TEXT SHOWN:

- - - -

Goliath's Curse: The History and Future of Societal Collapse
- Author: Luke Kemp
- Language: English
- Genre: History
- Published: 31 July 2025 (Penguin Books Ltd, Viking)
- Publication place: United Kingdom
- Media type: Print (hard & paperback)
- Pages: 592
- ISBN: 9780241741238

= Goliath's Curse =

2025 book by Luke Kemp

Goliath's Curse: The History and Future of Societal Collapse is a 2025 non-fiction book by scholar Luke Kemp. A historical study of the collapse of human societies from the Bronze Age to the Modern era, the book analyses 324 case studies of regimes and empires that fell apart.

- - - -

SOURCE MATERIAL:
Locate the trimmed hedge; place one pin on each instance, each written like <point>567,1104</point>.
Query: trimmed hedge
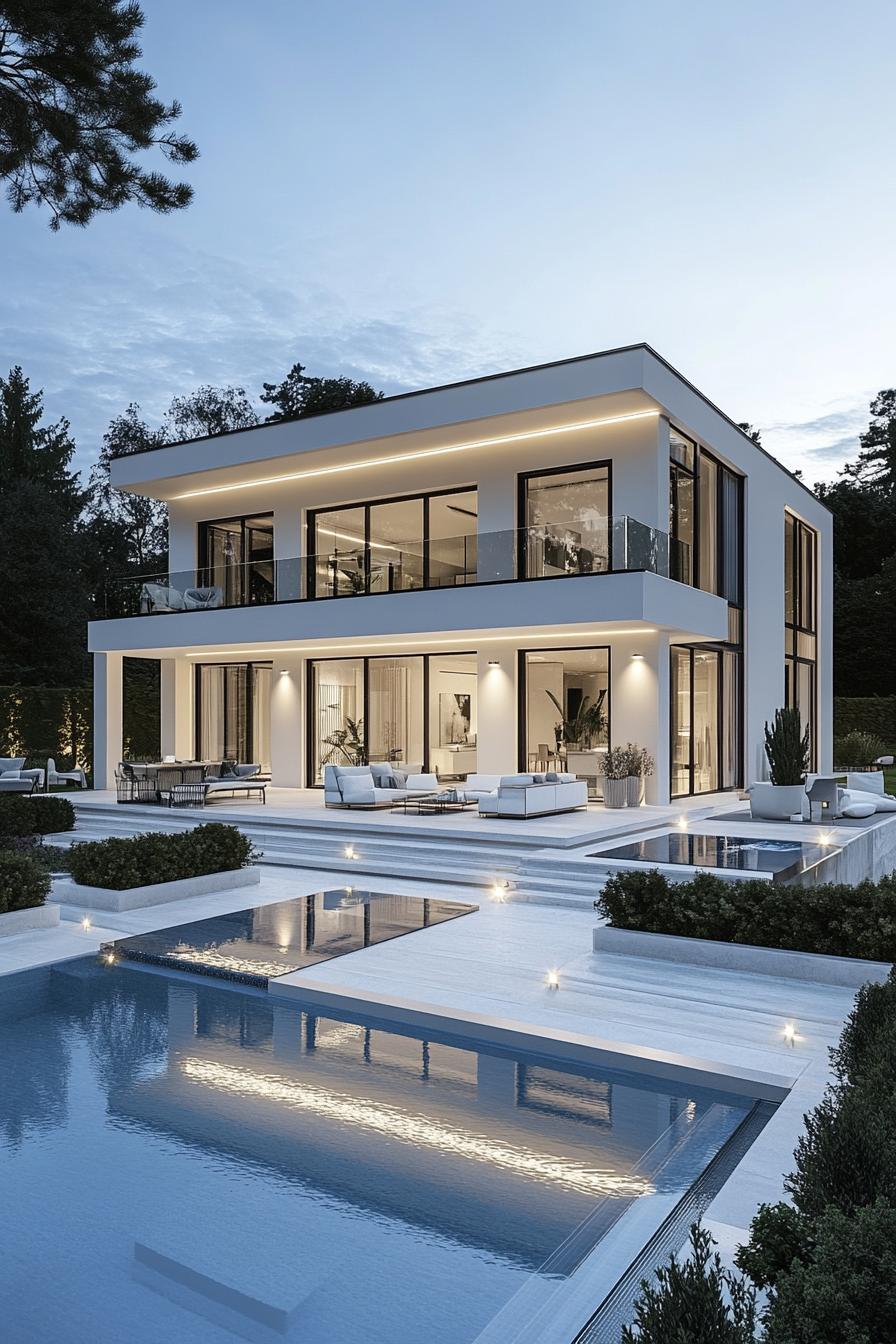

- - - -

TASK DETAILS:
Reproduce the whole Goliath's Curse book entry above word for word, keeping every line in its original order.

ANSWER TO THIS TASK:
Goliath's Curse: The History and Future of Societal Collapse
- Author: Luke Kemp
- Language: English
- Genre: History
- Published: 31 July 2025 (Penguin Books Ltd, Viking)
- Publication place: United Kingdom
- Media type: Print (hard & paperback)
- Pages: 592
- ISBN: 9780241741238

= Goliath's Curse =

2025 book by Luke Kemp

Goliath's Curse: The History and Future of Societal Collapse is a 2025 non-fiction book by scholar Luke Kemp. A historical study of the collapse of human societies from the Bronze Age to the Modern era, the book analyses 324 case studies of regimes and empires that fell apart.